→ **Problems and tasks**:
a) In the Creative Support article, retype the text between "- Elkin Court, a" and "over in 2007.", inclusive.
b) According to the Creative Support article, which company did the organisation acquire in February 2014?
c) Condense the paragraph of the Creative Support article beginning "It was established in 1990" into a short bulleted list that keeps its main facts.

Text Start Marker

Creative Support
- Formerly: Manchester Housing Consortium
- Founded: 1 January 1990; 35 years ago
- Headquarters: Stockport, England
- Key people: Anna Lunts, Beth Kennedy
- Services: supported housing, community services
- Website: https://www.creativesupport.co.uk/

= Creative Support =

UK mental health charity

Creative Support is a Manchester-based charity in England which works with adults with learning difficulties and mental health issues providing supported housing and community services.

==History==
It was established in 1990 and registered in 1991 as an industrial and provident society with charitable status. It was then called Manchester Housing Consortium. It is a registered social landlord and became a community benefit society with charitable status under the Co-operative and Community Benefit Societies Act 2014. Chief executive Anna Lunts, a mental health nurse who had been involved in the closure of a long-stay psychiatric hospital, was the first employee. For the first five years resettling former patients of mental health hospitals was the main work of the organisation.

A head office was opened in Manchester city centre in 1996 and moved to Stockport in 2017. The organisation has since expanded both geographically and in the scope of its services. It merged with the charity SPACE, based in Preston, Lancashire, who provided sensory experiences for children and adults with a range of needs in 2013. In February 2014 it acquired Delos Community Limited which provided services to people with a learning disability and other needs in Northamptonshire.

The organisation regularly participates in the Manchester Pride march.

== Services ==

In 2021 it provided support to about 8000 people across England with learning disabilities, autism, mental health needs, physical disabilities and older people, including people living with dementia; and employs approximately 6600 staff. It provides care to individuals in 95 separate CQC registered services, most of which have been rated "Good". In 2020, it had an additional 1400 tenants in supported housing.

It runs:
- a mental health recovery service called Ignite in Sutton Coldfield. This is part of its Birmingham Hub and Spoke Services.
- Elkin Court, a residential home in Partington, rated 'inadequate' by the Care Quality Commission in 2015.
- a Community Links team in Bradford
- Support for people with learning disabilities in Lancashire, which it took over in 2007.
- supported living accommodation in West Berkshire
- care and support for 10 adults with physical or learning disabilities and people with mental health problems in Warrington

It is one of four private companies delivering adult social care in Salford, where Paul Dennett had proposed that an "insourcing commission" would be established to take adult social care back into local authority control.

Text End Marker
Listed entries Start Marker

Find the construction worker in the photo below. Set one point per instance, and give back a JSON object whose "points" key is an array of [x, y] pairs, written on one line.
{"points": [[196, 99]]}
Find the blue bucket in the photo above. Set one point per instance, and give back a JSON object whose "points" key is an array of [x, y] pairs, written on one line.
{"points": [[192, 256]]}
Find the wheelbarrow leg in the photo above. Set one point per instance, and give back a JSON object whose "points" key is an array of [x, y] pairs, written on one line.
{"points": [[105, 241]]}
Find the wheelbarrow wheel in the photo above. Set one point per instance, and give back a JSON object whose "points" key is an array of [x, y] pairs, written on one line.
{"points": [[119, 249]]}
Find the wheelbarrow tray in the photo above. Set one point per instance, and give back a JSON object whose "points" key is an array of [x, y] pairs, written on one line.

Listed entries End Marker

→ **Task results**:
a)
- Elkin Court, a residential home in Partington, rated 'inadequate' by the Care Quality Commission in 2015.
- a Community Links team in Bradford
- Support for people with learning disabilities in Lancashire, which it took over in 2007.

b) Delos Community Limited

c)
- Established in 1990 and registered in 1991 as an industrial and provident society with charitable status, then called Manchester Housing Consortium.
- A registered social landlord, it became a community benefit society with charitable status under the Co-operative and Community Benefit Societies Act 2014.
- Its first employee was chief executive Anna Lunts, a mental health nurse involved in the closure of a long-stay psychiatric hospital.
- For its first five years, its main work was resettling former patients of mental health hospitals.